● **Problem details**
Find each line in the items below that contains the string "self" with matching case, and copy those lines out.

** Start The records **

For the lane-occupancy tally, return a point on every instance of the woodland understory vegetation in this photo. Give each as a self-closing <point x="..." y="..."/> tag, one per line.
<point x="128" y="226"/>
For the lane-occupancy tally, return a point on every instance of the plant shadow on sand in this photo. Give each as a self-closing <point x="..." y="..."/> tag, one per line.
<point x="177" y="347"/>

** End The records **
** Start The records **

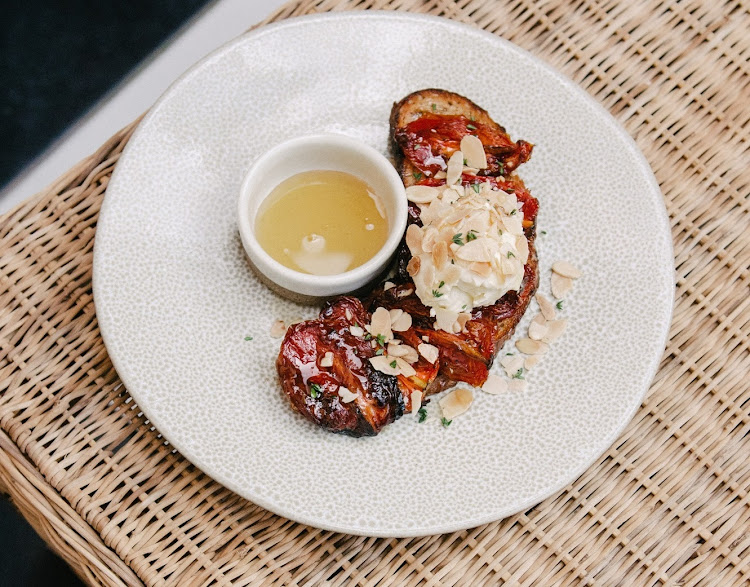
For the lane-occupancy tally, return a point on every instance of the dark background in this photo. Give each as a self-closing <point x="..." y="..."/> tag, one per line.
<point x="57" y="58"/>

** End The records **

● **Answer for the task**
For the lane-occupancy tally, return a point on every instance of the woodland understory vegetation in this photo. Give each as a self-closing <point x="..." y="..."/> tag, one per line.
For the lane-occupancy tally, return a point on every instance of the plant shadow on sand in this photo. Give each as a self-closing <point x="..." y="..."/> tag, one per line.
For the lane-occupancy tally, return a point on every instance of the dark background in this photo. Give each as a self-closing <point x="..." y="..."/> tag, one per line.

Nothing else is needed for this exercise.